(Data entries)
□ □ □

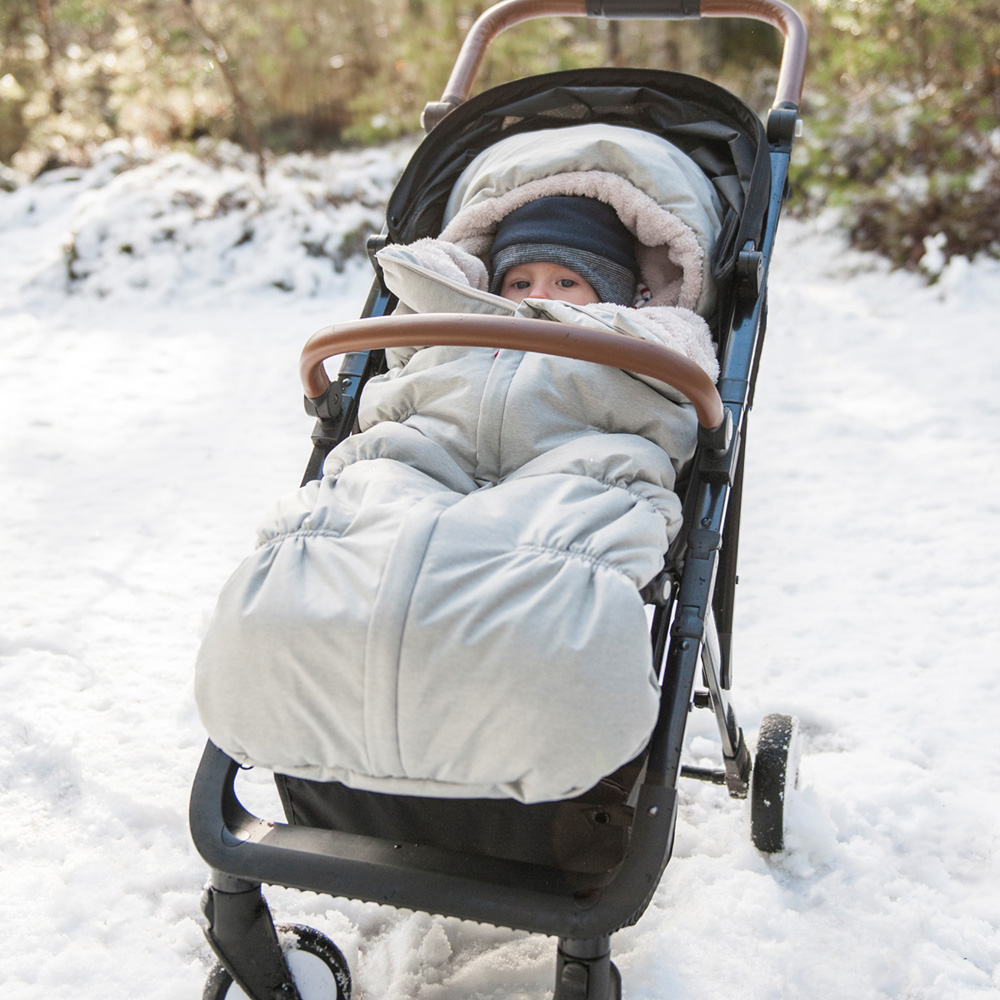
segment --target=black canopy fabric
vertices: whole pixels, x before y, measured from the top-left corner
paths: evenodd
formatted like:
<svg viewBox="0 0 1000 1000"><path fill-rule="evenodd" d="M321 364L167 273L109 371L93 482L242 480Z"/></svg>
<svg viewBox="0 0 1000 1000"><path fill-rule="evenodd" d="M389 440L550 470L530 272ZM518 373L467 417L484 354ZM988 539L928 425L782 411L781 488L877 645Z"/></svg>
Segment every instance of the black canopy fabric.
<svg viewBox="0 0 1000 1000"><path fill-rule="evenodd" d="M511 135L590 122L662 136L715 185L726 208L712 270L732 286L747 240L759 244L770 195L769 148L760 118L729 91L664 70L569 70L527 77L471 98L420 144L389 199L395 243L437 236L451 189L484 149ZM730 296L723 294L723 315Z"/></svg>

□ □ □

*What to do*:
Copy, word for word, the line that contains "440L550 470L530 272ZM518" and every line after it through the end of the records, and nothing else.

*Answer for this exercise*:
<svg viewBox="0 0 1000 1000"><path fill-rule="evenodd" d="M389 440L550 470L530 272ZM518 373L467 417L484 354ZM988 539L928 425L782 411L781 488L877 645Z"/></svg>
Segment every instance of the black canopy fabric.
<svg viewBox="0 0 1000 1000"><path fill-rule="evenodd" d="M511 135L590 122L662 136L715 185L726 208L712 270L732 286L747 240L759 244L770 195L769 148L760 118L729 91L664 70L569 70L527 77L471 98L420 144L389 199L395 243L437 236L451 189L484 149ZM730 296L723 294L723 315Z"/></svg>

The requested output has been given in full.